[Object position labeling entries]
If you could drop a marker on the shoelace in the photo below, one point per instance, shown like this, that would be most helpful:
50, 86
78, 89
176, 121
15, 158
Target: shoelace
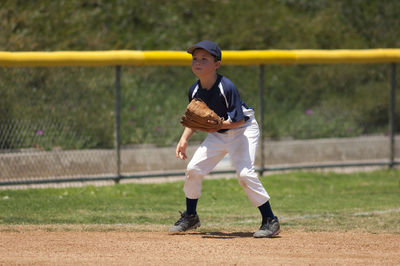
180, 219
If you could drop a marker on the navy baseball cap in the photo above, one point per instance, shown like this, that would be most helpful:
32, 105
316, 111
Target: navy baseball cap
209, 46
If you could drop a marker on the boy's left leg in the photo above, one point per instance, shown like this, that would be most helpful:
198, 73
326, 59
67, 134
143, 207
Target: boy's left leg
243, 153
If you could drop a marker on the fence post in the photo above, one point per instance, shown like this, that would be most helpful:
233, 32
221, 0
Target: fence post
392, 125
117, 126
261, 122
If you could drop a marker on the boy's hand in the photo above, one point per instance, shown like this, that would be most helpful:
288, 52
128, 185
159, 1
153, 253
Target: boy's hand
181, 150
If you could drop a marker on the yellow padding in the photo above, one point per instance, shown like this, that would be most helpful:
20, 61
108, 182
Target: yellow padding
250, 57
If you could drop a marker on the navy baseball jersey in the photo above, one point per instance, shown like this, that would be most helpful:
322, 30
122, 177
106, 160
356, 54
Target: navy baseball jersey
223, 98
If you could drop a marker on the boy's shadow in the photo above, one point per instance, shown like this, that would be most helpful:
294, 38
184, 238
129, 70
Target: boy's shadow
221, 235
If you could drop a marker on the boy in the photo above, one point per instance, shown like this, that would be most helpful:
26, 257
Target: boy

OBJECTIVE >>
Copy out, word for word, every line from the one containing "If you could drop a marker on the navy baseball jersey" through the end of the rows.

COMPLETE RESPONSE >>
If you could drop a marker on the navy baseball jersey in the photo above, one point per instance, shown like this, that would be most helpful:
322, 30
122, 177
106, 160
356, 54
Target: navy baseball jersey
223, 98
If you could drop a marker on the boy's shadow in the photo above, one point per instance, shown like this, that would be most helpful:
294, 38
184, 238
129, 70
Target: boy's shadow
221, 235
If you could drop a marker on the boy in the photo above, one point per instance, shown like this, that would be most helpful:
26, 257
Target: boy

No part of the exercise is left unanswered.